> Extrait du texte:
■ ■ ■ ■ ■ ■ ■
« Venezuela », Ohad Naharin, Chaillot-théâtre national de la Danse, Paris

« Venezuela » © Ascaf

Des espaces imaginaires qui rendent Gaga !

Par Lorène de Bonnay
Les Trois Coups

La Batsheva Dance Company revient à Chaillot avec « Venezuela », une pièce créée en 2017 et représentée en 2018. Le chorégraphe et directeur artistique Ohad Naharin y poursuit son exploration du mouvement : sa forme déroutante agrandit notre perception du monde.
■ ■ ■ ■ ■ ■ ■
Éléments de données:
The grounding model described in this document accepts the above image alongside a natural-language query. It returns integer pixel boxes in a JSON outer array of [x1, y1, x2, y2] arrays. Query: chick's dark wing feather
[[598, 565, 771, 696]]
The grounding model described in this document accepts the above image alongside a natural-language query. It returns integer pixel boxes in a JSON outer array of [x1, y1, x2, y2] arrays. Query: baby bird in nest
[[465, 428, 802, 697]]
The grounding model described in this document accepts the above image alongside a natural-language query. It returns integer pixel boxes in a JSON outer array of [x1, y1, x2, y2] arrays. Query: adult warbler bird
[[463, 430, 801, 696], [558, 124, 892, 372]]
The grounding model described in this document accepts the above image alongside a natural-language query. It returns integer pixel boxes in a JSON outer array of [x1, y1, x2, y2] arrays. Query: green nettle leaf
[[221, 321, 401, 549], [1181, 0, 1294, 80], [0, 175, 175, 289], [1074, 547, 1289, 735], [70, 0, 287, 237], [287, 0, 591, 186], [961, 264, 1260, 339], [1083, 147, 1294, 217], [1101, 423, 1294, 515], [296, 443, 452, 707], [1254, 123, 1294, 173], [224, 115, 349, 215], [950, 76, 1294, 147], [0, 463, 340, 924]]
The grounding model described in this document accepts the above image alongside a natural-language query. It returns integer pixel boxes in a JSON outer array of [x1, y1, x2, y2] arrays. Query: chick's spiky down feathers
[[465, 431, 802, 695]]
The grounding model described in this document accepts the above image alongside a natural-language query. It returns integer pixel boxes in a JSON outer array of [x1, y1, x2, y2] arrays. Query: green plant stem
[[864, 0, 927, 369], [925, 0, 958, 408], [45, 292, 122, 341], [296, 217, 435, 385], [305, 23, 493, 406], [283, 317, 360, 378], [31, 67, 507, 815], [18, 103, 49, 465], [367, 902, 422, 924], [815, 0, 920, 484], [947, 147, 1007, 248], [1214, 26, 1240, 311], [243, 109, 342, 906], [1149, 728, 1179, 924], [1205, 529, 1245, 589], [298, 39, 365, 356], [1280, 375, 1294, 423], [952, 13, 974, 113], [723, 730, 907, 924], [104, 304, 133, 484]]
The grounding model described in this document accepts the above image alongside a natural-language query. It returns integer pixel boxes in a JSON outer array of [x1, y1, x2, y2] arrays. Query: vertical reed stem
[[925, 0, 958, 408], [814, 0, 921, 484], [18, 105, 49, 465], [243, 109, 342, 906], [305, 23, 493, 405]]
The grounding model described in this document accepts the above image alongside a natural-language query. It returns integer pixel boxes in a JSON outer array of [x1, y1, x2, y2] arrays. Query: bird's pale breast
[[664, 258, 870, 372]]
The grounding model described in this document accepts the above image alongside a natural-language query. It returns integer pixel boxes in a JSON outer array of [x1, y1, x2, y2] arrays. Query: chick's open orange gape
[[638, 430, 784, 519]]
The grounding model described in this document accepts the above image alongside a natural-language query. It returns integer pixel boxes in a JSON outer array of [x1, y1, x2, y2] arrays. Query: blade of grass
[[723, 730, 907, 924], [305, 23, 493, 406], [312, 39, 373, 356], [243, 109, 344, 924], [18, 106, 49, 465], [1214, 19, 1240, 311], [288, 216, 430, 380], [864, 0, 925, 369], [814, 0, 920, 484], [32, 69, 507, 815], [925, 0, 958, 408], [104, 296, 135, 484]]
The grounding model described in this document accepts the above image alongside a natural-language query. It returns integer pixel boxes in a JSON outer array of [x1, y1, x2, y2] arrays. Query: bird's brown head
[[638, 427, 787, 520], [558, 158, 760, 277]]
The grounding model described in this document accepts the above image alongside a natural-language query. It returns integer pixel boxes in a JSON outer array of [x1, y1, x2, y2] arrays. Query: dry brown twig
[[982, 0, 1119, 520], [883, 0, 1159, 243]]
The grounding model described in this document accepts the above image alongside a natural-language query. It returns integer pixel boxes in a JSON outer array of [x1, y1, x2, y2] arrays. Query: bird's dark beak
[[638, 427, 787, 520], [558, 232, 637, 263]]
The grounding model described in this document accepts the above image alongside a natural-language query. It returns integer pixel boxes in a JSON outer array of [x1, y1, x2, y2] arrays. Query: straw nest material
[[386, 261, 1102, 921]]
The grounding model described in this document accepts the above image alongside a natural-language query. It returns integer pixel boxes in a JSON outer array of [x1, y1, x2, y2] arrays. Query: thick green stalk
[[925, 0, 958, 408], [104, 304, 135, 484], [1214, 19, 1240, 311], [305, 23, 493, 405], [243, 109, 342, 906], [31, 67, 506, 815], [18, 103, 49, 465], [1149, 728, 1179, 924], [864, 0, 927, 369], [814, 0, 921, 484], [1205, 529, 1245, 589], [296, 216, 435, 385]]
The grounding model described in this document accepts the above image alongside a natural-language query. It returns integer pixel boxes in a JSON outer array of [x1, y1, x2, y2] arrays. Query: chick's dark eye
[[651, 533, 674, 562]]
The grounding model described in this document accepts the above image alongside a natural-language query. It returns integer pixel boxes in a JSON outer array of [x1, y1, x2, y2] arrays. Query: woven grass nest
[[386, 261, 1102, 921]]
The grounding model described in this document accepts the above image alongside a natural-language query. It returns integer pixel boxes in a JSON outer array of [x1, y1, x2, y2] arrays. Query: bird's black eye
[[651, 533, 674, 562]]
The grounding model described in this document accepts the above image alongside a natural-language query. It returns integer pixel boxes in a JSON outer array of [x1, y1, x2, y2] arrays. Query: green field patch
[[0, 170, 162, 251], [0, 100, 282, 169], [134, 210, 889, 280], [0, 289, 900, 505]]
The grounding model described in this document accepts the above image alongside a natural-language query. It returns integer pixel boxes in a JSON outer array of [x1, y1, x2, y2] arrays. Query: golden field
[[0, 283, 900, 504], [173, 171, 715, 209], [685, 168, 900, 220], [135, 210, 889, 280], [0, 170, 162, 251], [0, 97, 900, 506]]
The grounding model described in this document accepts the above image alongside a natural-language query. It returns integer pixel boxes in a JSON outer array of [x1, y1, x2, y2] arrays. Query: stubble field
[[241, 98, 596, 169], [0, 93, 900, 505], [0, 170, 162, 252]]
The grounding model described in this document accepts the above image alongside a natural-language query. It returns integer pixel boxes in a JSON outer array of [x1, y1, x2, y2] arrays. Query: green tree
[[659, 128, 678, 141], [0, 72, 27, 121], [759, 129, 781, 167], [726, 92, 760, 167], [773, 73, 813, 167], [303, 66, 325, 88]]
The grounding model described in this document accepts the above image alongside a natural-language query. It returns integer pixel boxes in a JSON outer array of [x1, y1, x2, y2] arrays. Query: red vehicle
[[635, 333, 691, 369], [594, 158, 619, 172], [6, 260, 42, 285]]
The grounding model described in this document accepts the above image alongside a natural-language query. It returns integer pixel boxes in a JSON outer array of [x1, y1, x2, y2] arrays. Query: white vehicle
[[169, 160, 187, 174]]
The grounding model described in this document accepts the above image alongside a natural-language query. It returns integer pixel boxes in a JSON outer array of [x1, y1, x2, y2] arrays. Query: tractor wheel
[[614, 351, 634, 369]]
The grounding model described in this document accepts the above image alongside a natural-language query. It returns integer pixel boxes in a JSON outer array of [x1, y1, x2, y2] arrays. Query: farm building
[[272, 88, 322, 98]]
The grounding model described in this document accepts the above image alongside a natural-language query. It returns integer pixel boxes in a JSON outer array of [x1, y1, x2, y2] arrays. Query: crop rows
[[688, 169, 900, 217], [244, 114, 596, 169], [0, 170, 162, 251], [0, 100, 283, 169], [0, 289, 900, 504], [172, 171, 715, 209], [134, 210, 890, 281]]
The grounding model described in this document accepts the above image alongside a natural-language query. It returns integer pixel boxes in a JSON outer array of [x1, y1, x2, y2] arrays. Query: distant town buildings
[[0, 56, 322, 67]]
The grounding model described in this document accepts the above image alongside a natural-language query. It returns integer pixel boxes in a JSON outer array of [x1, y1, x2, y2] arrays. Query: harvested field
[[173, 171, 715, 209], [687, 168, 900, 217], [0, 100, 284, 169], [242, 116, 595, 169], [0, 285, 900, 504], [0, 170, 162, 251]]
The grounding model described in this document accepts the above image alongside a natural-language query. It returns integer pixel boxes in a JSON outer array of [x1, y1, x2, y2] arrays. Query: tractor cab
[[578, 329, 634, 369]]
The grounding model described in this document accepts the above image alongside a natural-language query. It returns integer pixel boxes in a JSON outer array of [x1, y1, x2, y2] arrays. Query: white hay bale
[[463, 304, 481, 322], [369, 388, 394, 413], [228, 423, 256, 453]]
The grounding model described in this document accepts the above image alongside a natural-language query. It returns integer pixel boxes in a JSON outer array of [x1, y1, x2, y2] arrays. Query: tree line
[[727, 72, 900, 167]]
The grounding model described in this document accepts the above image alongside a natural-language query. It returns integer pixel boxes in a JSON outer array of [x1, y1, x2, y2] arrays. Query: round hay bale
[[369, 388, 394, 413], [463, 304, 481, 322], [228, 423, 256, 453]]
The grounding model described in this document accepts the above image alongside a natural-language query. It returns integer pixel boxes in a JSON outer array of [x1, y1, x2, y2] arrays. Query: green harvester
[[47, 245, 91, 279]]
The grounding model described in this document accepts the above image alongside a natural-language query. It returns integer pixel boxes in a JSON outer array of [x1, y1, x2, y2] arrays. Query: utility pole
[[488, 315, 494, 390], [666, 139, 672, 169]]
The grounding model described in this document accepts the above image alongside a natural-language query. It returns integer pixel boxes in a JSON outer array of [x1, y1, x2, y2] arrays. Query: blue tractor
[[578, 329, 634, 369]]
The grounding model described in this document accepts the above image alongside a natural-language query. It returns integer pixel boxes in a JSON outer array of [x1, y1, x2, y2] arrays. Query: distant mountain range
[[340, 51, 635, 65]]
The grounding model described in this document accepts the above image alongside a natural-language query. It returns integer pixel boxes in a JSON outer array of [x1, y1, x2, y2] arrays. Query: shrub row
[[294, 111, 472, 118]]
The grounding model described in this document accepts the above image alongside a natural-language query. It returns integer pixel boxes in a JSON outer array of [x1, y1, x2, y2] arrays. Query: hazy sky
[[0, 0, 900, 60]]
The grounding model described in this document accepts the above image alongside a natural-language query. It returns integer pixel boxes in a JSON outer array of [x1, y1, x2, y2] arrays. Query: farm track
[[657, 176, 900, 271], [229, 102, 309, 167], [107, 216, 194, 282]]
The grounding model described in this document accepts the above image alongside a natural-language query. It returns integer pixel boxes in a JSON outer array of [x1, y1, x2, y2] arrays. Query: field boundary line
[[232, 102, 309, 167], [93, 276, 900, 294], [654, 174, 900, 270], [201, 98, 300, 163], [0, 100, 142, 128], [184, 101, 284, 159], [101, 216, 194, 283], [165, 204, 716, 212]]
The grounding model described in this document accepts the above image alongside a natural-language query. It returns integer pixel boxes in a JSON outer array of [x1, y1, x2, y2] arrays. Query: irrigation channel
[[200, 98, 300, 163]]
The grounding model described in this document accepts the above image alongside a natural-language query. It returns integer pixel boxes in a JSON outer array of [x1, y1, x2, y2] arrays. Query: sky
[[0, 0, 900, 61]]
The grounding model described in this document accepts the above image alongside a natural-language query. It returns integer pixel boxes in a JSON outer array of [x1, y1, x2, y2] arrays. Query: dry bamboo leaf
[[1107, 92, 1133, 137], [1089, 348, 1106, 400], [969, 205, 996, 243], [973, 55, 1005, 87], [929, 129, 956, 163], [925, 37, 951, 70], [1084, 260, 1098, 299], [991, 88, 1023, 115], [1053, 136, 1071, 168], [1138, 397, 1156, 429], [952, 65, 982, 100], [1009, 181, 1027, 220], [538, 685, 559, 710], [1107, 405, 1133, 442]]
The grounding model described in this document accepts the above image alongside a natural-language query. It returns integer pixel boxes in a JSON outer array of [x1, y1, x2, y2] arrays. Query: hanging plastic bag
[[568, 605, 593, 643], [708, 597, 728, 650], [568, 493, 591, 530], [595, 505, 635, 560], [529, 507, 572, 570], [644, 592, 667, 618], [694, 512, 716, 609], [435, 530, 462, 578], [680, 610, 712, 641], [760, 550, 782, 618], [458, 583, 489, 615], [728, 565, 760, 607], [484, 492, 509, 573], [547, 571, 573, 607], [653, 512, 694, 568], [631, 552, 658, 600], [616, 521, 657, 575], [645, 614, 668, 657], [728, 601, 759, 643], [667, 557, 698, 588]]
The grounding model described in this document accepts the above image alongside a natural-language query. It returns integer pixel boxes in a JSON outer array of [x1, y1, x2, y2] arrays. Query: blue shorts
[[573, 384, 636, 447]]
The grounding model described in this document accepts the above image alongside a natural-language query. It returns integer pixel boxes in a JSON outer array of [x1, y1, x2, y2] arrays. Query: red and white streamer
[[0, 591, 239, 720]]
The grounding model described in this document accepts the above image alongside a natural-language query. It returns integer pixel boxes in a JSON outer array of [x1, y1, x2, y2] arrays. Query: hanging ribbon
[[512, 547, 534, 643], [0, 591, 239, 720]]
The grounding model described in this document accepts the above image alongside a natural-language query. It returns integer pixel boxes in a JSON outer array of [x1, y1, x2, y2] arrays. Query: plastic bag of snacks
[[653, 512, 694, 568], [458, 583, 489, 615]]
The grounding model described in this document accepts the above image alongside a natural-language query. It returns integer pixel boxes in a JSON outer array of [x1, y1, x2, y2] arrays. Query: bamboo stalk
■ ■ ■ ■ ■ ■ ■
> Consigne A:
Recopiez le passage de la critique de « Venezuela » qui commence par « La Batsheva Dance » et se poursuit jusqu'à « perception du monde. ».
> Consigne B:
D'après la critique de « Venezuela », en quelle année cette pièce a-t-elle été créée ?

> Réponse A:
La Batsheva Dance Company revient à Chaillot avec « Venezuela », une pièce créée en 2017 et représentée en 2018. Le chorégraphe et directeur artistique Ohad Naharin y poursuit son exploration du mouvement : sa forme déroutante agrandit notre perception du monde.

> Réponse B:
En 2017.